• Exercise: An exact, complete copy of the entries is needed, with the pictures left out.

• Records shown:
····················
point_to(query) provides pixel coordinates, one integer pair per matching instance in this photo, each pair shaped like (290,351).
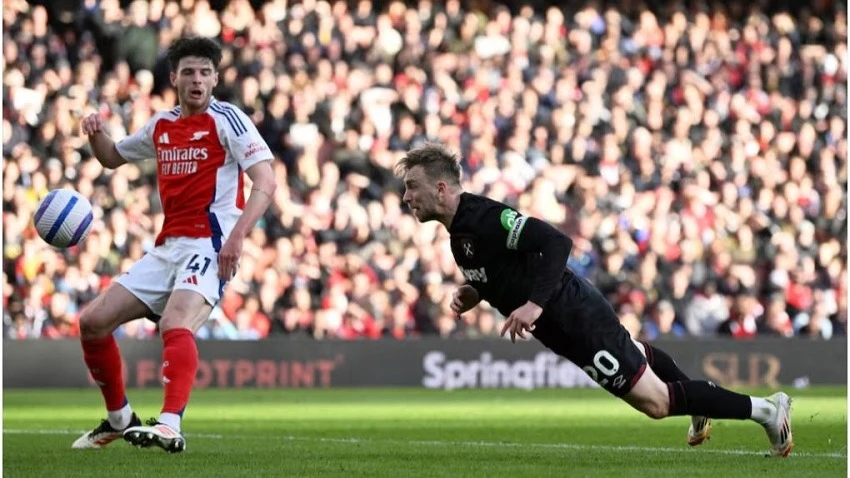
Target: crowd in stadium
(697,157)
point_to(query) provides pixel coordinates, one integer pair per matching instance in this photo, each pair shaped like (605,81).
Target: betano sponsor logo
(546,370)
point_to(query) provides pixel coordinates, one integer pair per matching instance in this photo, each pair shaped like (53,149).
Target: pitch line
(471,444)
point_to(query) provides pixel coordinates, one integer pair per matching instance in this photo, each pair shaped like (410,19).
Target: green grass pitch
(411,432)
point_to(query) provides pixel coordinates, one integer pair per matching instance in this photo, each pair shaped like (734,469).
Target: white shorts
(181,263)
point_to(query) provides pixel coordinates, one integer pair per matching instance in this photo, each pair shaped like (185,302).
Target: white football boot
(156,433)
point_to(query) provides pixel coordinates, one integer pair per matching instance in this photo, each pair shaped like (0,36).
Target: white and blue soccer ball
(63,218)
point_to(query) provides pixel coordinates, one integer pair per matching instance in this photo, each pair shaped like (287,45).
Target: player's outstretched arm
(101,144)
(262,192)
(464,299)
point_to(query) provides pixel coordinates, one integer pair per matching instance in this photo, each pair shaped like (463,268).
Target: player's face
(421,194)
(195,79)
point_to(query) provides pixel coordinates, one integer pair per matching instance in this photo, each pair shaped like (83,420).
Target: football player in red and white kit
(202,148)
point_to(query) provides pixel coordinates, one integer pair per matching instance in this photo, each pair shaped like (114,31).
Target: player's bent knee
(650,396)
(108,311)
(94,323)
(186,310)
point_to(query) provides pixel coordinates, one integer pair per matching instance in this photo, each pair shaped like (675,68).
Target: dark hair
····················
• Expected answer:
point_to(query) provides pixel coordinates, one integer pair per matching instance in this photo, each pair shaped like (290,351).
Target: crowd in stadium
(697,157)
point_to(query) provides pixel coordinates, one integer pair per matching instance in this photo, each pair shaped like (605,81).
Target: betano sponsor logo
(546,370)
point_to(query) provides pixel coordinates, one integer pair per matching instance in this photo, each pair shaped like (53,149).
Target: pitch line
(471,444)
point_to(query) provides pixel coordinates, one integer pair per matching instance in this photo, each pair shaped like (410,19).
Target: green grass pitch
(411,432)
point_to(query) provides pixel coordinates, one integer pair per matching instance in this photo, each pair shaped like (734,469).
Target: white shorts
(181,263)
point_to(query) provides pixel coordinates, one integer pair per matching instance in this photo, each pair shaped like (185,302).
Target: white football boot
(156,433)
point_to(query) provides pixel coordinates, one integer pair per matching instance in this photo, each pair shaped like (0,36).
Target: white and blue soccer ball
(63,218)
point_to(query) provides pixel coordinates, one integer pair per matching instance in this photo, each pair shaped like (287,45).
Target: player's outstretched arm
(101,144)
(262,192)
(464,299)
point_to(query) provides pixel coordinates, one integer pair per matching instance in this photo, each pair shaped like (463,268).
Target: player's face
(421,194)
(195,79)
point_to(query) provides pixel coordinates, one integer pair per matching instance in this photo, each pair shaped like (83,420).
Target: football player in red and white kit
(202,148)
point_to(query) provides pixel coordinates, one integer pair per matching instance in this photo, each pair shaped like (114,31).
Target: player's bent knee
(650,396)
(108,311)
(94,323)
(186,310)
point_to(query) provides pixel coordinates, one integer pair per matching instance in this photo, each pair shaped like (675,68).
Target: dark hair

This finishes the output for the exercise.